_Task item_
Resume the methods passage on PCR and RT-qPCR, continuing from the point where it stops.

_Selected text_
....................

Amplification specificity of 6 primer pairs was confirmed by PCR. The PCR cocktail was having the volume of 10 μl contained 10× PCR buffer (ThermoFischer Scientific, USA), 10 mM dNTPs mix (ThermoFischer scientific, USA), 5 μM each of forward and reverse primers, 1 μl of cDNA, and 0.2 μl of Taq polymerase. The PCR program for amplification was as follows: an initial denaturation step of 3 min at 94 °C, and 30 cycles of 30 s at 94 °C, 45 sec at 60 °C and 45 sec at 72 °C followed by an extension step of 10 min at 72 °C. PCR products were separated on 1.5% agarose gels. The RT-qPCR was executed using SYBR Green detection chemistry on the 7500 fast Real-time PCR system v2.0.6 (Applied Biosystems). The reaction mixture contained 1 μl of 5 times diluted cDNA (equal to 50 ng of initial amount of RNA), 5 pico moles of each gene-specific forward and reverse primer, and 5 μl of 2 × FAST SYBR Green PCR Master Mix (Applied Biosystems, USA) in 10 μl of total reaction volume. The RT-qPCR cycling conditions were as follows: an initial denaturation step of 20 s at 50 °C, 10 min at 95 °C, and 40 cycles of 15 s at 95 °C, and 1 min at 60 °C followed by melt curve analysis using default parameters in order to check the PCR specificity by steady increase in temperature from 60 °C to 90 °C. The PCR efficiency of each primer set was determined through slope of the amplification curve in the exponential phase, obtained by five-fold dilution series of cDNA (1:5, 1:25, 1:125, 1:625, and 1:3125) using E = 10 (−1/slope)−1 (3.3 ≥ slope ≥ 3.1) by the software itself (Applied Biosystems). Triplicates of two biological replicates of each sample were used for real-time PCR analysis and three technical replicates were analyzed for each biological sample.

....................

_Material provided_
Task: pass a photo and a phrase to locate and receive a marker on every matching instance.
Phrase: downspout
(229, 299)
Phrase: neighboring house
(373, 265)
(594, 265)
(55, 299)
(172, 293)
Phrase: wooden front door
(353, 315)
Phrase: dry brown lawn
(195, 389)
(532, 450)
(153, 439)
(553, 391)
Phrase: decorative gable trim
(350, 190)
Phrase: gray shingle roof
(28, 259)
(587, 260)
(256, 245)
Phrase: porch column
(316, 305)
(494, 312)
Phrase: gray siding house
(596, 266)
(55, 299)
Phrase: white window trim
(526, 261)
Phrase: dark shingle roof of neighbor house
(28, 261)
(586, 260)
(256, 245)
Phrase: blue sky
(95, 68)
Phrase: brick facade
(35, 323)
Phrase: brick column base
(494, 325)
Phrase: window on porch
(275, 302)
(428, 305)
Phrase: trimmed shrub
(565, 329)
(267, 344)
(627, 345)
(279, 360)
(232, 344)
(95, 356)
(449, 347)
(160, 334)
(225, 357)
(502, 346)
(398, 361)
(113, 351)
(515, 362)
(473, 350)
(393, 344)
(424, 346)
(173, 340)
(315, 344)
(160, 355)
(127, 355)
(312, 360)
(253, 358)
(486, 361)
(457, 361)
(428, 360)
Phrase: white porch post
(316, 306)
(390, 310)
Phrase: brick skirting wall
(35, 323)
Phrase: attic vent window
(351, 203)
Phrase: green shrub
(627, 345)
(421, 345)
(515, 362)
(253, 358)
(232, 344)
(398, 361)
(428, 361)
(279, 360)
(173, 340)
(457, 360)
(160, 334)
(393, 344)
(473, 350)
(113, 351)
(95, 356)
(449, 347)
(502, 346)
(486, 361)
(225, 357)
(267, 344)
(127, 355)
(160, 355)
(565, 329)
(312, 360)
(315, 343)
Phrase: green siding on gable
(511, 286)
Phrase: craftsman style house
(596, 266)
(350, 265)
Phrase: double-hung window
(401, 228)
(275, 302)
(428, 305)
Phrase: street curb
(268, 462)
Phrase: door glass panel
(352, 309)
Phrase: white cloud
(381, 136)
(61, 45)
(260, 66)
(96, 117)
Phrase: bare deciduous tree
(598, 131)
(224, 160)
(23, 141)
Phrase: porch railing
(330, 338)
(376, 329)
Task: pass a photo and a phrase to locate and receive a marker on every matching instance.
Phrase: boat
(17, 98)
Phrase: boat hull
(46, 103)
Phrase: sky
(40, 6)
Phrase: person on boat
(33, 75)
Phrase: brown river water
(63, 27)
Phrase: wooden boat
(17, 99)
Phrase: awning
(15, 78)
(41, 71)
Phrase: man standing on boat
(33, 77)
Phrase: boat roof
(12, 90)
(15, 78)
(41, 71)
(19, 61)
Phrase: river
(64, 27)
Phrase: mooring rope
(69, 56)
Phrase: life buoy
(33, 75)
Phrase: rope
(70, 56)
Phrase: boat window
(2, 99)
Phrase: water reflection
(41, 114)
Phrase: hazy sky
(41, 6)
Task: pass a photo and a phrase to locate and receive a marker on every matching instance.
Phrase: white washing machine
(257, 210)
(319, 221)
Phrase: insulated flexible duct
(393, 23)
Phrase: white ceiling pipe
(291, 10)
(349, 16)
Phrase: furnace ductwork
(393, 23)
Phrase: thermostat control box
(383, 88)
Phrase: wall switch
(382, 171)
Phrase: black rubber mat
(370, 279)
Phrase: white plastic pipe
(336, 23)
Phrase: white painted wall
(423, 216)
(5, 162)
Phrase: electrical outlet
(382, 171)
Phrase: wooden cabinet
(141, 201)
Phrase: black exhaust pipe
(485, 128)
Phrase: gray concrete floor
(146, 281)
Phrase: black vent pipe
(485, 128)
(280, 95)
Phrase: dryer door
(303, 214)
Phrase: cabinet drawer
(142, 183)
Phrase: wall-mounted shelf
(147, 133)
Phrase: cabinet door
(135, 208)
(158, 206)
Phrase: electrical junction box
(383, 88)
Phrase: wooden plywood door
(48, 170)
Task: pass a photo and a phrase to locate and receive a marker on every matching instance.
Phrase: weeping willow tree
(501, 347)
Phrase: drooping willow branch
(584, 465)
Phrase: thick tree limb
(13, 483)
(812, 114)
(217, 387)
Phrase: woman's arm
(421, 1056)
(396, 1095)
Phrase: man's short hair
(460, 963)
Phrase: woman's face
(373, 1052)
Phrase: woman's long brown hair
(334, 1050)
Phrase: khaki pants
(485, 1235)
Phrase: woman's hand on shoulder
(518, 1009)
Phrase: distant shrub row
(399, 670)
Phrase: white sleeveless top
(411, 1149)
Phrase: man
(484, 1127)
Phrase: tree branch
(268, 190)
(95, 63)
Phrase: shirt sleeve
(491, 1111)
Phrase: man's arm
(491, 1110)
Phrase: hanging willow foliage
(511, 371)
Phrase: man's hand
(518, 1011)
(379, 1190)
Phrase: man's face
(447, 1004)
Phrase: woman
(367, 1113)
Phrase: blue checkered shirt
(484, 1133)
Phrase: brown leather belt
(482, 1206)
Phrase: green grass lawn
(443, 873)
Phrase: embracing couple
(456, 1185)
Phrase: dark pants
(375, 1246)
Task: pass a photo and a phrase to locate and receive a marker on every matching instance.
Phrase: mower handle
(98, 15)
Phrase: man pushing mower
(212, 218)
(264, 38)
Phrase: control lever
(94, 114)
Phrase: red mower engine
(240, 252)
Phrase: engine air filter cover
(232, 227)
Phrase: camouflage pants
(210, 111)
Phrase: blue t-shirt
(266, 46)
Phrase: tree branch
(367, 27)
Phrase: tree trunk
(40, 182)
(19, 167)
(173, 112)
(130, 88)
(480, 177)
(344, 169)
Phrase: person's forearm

....................

_Response to the exercise_
Data analysis for expression stability of candidate reference genes

The candidate reference genes expression levels were determined by threshold cycles (Ct). The stability and suitability of these genes were evaluated using three independent Excel based calculations and algorithms, i.e., geNorm27, NormFinder11, and RefFinder (http://fulxie.0fees.us/?type=reference). The Ct values were imported into the Excel sheet, and average expression stability value-M (AESV-M) for each candidate gene was calculated. Then, pair-wise variation (V) of each gene was calculated and compared with all other candidate reference genes. The geNorm stability value provides brief ideas about the expression stability of the genes on the basis of stability value, M. Through the NormFinder analysis, first ct values were converted into relative quantities and ranked the stability of the reference genes depending on the variation in gene expression. Genes with the lower stability values are considered to be most stable gene and are best to select as reference gene for that particular experimental conditions. RefFinder is a web-based (http://fulxie.0fees.us/?type=reference) online tool, which integrates the presently available four advanced computational programs geNorm27, NormFinder11, comparative ΔCt method36 and BestKeeper35,38 and calculates the geometric mean for the comprehensive ranking.

Validation of reference genes

On the basis of available literature28,29,40,41,42,43,44 and in-house transcriptome data (unpublished) four genes namely Myoinhibitory peptide (MIP), Zinc_metalloprotease (Zn_Mp), fatty acid synthase (Fas) and alpha-glucosidase were selected for validating three most stable reference gene α-Tubulin, β-Tubulin, and rpl32; and the two most varying reference genes namely GAPDH and ACT identified from this study. Sequence of the four objective genes was obtained from a P. solenopsis transcriptome in-house data (data not published yet) and real time primers were synthesized (supplementary Table 6). RT-qPCR was performed as described above. The relative mRNA expression data of objective genes normalized separately with internal control genes used was analyzed using 2−ΔΔCt method45.